• WORK TASK: Reproduce the stretch of the Parshat Shemot commentary from "As Moshe is" through "could step in?", word for word.

• EXERCISE PASSAGE:
_ _ _ _ _
When No One Is Around – Parshat Shemot 5783

It has been said that the test of true character is how you behave when no one is around or watching you. I’m not talking about picking your nose in the car or looking around before adjusting your underwear. Do you pick up lost items in the street and try to find their owner? If you see a piece of trash on the beach, do you throw it away? Throughout the Torah we see examples of individuals making choices, believing no one will see them. The second book of the Torah begins with one such story. 

This week’s parshah serves as the turning point between the leadership of Abraham, Isaac, and Jacob to that of Moshe. Shemot leads us quickly through the change in leadership in Egypt as a new Pharaoh, who isn’t so keen on the Israelites, decrees that all males born should be put to death. Thankfully the midwives ignore this decree, and Moshe is kept alive. As an adopted Egyptian, Moshe joins the palace, but later learns he’s an Israelite. He flees out of fear for his life, marries a Midianite woman, and starts his own family.

As Moshe is enlightened to the injustice around him, he has a decision to make. Does he act? Does he risk his position? When Moshe sees an Egyptian beating a Hebrew slave, he “sees no one is around” and then chooses to act. Why does he look over his shoulder? Could it be because he knows he’s about to do something that would forever change the way he’s seen by Egyptians? Is it because he thinks he can get away with it? Or, perhaps because he’s hoping someone else will step up, and he only acts when he knows he’s the only one who could step in?
_ _ _ _ _
(Data records)
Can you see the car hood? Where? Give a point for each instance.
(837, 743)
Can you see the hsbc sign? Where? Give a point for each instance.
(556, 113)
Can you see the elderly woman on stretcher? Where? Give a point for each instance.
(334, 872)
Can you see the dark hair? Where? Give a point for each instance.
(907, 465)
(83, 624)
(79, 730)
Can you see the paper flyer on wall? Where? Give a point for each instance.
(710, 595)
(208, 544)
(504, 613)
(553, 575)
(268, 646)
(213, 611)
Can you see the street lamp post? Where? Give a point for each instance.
_ _ _ _ _
• ANSWER BELOW:
As Moshe is enlightened to the injustice around him, he has a decision to make. Does he act? Does he risk his position? When Moshe sees an Egyptian beating a Hebrew slave, he “sees no one is around” and then chooses to act. Why does he look over his shoulder? Could it be because he knows he’s about to do something that would forever change the way he’s seen by Egyptians? Is it because he thinks he can get away with it? Or, perhaps because he’s hoping someone else will step up, and he only acts when he knows he’s the only one who could step in?